-- Work instruction --
In full and unaltered, output the records below.

(Region pointing data)
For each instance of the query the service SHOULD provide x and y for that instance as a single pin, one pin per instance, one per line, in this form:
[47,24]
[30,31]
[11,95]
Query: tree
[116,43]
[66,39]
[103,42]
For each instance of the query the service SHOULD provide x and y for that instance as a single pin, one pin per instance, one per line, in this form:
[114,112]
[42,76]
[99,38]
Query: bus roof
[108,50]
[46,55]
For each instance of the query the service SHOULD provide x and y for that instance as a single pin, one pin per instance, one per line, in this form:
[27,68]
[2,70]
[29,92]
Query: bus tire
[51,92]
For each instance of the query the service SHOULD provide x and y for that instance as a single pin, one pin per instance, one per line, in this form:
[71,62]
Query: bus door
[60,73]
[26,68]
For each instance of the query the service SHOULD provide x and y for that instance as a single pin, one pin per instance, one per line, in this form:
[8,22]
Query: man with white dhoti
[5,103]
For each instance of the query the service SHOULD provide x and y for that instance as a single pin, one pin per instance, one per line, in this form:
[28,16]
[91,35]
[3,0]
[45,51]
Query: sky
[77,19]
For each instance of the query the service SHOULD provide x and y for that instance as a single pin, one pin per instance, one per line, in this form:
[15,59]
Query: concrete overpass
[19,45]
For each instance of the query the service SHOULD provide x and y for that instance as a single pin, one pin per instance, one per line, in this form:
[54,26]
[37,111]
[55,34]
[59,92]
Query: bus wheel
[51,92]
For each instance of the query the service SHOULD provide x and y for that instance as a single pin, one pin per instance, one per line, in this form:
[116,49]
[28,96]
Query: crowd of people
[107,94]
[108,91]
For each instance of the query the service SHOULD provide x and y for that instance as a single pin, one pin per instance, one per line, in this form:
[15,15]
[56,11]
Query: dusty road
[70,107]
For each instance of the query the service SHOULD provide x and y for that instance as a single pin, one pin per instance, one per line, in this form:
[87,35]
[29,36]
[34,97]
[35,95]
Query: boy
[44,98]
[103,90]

-- Answer area --
For each instance of the query the service SHOULD provide x and y for that instance as a single pin, one pin per instance, one per line, in this form:
[47,24]
[30,31]
[11,95]
Query: tree
[116,43]
[66,39]
[103,42]
For each instance of the query the service SHOULD provide x and y for that instance as a single pin, one pin per instance, one per line, in this form:
[114,112]
[42,76]
[99,38]
Query: bus roof
[108,50]
[46,55]
For each instance of the query the service SHOULD provide x and y for that instance as a single pin, one pin per instance, one per line, in this form:
[27,68]
[2,70]
[29,92]
Query: bus tire
[51,92]
For each instance of the query the service SHOULD provide x and y for that instance as a single pin, one pin per instance, one per line, in this form:
[71,62]
Query: bus door
[60,73]
[26,68]
For each instance of the query the service SHOULD provide x and y for that instance as a single pin, one pin per instance, one per line, in this form:
[8,22]
Query: man with white dhoti
[5,103]
For each instance of the query the service SHOULD provide x and y for that instance as a single pin, one pin per instance, one per line, in this form:
[28,16]
[91,35]
[3,0]
[45,51]
Query: sky
[77,19]
For each instance of the query the service SHOULD provide x and y for that instance as a single pin, one pin per instance, one per line, in this form:
[15,59]
Query: concrete overpass
[19,45]
For each instance of the query the service SHOULD provide x and y for that instance as a single pin, one pin per instance, one per line, in this form:
[54,26]
[37,111]
[55,34]
[59,92]
Query: bus wheel
[51,92]
For each instance of the query the service SHOULD provide x and y for that instance as a single pin, one pin per instance, one per line, in this form:
[116,49]
[28,96]
Query: crowd of people
[107,94]
[108,91]
For each instance of the query the service SHOULD provide x and y for that instance as a single pin, one pin per instance, one per line, in this form:
[15,15]
[56,11]
Query: dusty road
[70,107]
For each instance of the query the service SHOULD provide x and y for that instance as a single pin, one pin per instance, one per line, in this form:
[87,35]
[29,36]
[34,97]
[35,95]
Query: boy
[44,98]
[103,90]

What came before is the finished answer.